(Stored records)
###
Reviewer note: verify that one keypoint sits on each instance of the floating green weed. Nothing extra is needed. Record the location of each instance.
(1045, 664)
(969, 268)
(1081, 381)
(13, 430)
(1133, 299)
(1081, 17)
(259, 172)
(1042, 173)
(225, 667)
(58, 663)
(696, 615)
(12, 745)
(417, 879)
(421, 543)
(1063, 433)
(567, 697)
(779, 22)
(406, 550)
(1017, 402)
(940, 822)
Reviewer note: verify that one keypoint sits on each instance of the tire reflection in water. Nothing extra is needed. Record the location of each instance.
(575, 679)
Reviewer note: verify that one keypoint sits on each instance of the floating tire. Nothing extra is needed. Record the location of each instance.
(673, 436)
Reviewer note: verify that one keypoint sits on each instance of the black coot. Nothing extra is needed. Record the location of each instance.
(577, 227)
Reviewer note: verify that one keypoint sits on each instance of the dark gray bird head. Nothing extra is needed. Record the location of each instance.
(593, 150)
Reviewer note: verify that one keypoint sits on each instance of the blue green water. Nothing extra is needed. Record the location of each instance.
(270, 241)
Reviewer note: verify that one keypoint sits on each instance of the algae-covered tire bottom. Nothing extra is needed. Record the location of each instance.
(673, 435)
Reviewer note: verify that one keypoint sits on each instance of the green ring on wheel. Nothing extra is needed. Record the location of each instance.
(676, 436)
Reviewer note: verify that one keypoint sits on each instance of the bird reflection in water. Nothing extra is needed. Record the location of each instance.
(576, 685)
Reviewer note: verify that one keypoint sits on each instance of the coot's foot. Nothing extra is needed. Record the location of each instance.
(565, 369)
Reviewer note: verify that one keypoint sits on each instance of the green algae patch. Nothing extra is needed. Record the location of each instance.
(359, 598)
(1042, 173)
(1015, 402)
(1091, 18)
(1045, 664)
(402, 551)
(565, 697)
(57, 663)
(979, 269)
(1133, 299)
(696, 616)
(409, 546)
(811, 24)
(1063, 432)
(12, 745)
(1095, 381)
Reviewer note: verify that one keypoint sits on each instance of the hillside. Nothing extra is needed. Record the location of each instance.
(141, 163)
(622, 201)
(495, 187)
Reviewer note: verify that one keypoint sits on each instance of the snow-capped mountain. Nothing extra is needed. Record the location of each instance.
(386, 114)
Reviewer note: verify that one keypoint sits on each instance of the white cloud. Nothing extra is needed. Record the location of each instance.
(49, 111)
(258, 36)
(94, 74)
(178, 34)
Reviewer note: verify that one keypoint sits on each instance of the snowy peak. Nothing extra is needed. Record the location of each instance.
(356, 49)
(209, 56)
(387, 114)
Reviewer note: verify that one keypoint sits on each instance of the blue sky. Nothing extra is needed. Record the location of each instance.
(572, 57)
###
[WHAT THE TASK ASKS]: Each line of the material above needs to be quoted exactly, please.

[RESULT]:
Reviewer note: verify that one keypoint sits on each instance of the floating green weed. Nothing extra is needed. Record the location of each instance.
(1045, 664)
(969, 268)
(1081, 381)
(13, 430)
(1133, 299)
(1081, 17)
(259, 172)
(1042, 173)
(225, 667)
(58, 663)
(696, 615)
(12, 745)
(417, 879)
(421, 543)
(1063, 433)
(567, 697)
(779, 22)
(406, 550)
(1017, 402)
(940, 822)
Reviewer note: verify that one keypoint sits on each instance of the tire reflection in water. Nothing extra is needed. Record the location of each instance.
(575, 679)
Reviewer note: verify that one keypoint sits on each instance of the floating tire. Nothing extra is needed. Record the location of each instance.
(673, 436)
Reviewer note: verify that one keypoint sits on each instance of the black coot. Nothing extra is needed. Record the location of each instance.
(577, 227)
Reviewer note: verify that one keypoint sits on each instance of the dark gray bird head. Nothing extra is needed. Record the location of each instance.
(593, 150)
Reviewer note: verify that one keypoint sits on each instance of the blue green water. Nothing extra is needed. Record the location of each instance.
(270, 241)
Reviewer note: verify that one keypoint sits on each instance of the algae-covered tire bottom. Nothing extra is needed. Record the location of each instance.
(673, 435)
Reviewer note: verify that one keypoint sits on each instance of the green ring on wheel. Nothing extra is needed. Record the location of each instance.
(676, 436)
Reviewer note: verify that one keypoint sits on each instance of the bird reflection in water. Nothing extra is needed. Record the location of each instance.
(576, 685)
Reviewer note: verify that one keypoint sits on each instance of the coot's foot. Nothing extra is needed. Record the location of each instance.
(565, 369)
Reviewer note: verify that one keypoint sits on each instance of the green algae patch. Nothing extra is needed. Record the location of each instance.
(359, 598)
(1042, 173)
(1015, 402)
(1091, 18)
(1045, 664)
(402, 551)
(565, 697)
(57, 663)
(979, 269)
(1133, 299)
(696, 616)
(409, 546)
(811, 24)
(1063, 432)
(12, 745)
(1095, 381)
Reviewer note: verify that one keypoint sits on each instance of the hillside. Nothing extra is needed. Record the location of each instance.
(141, 163)
(622, 201)
(495, 187)
Reviewer note: verify that one keypoint sits on each instance of the snow-capped mountain. Nothing extra is needed. Record the location of each instance.
(386, 114)
Reviewer note: verify that one keypoint sits on each instance of the white cloud. Nothing extra is needed. Record the location of each instance.
(49, 111)
(258, 36)
(94, 74)
(178, 34)
Reviewer note: verify that one keypoint sits on each instance of the snowy peak. Nothing extra is needed. Record the location of each instance.
(356, 49)
(209, 56)
(387, 114)
Reviewer note: verify that one keypoint sits on each instance of the blue sky. Nothing extra is needed. Record the location of each instance.
(572, 57)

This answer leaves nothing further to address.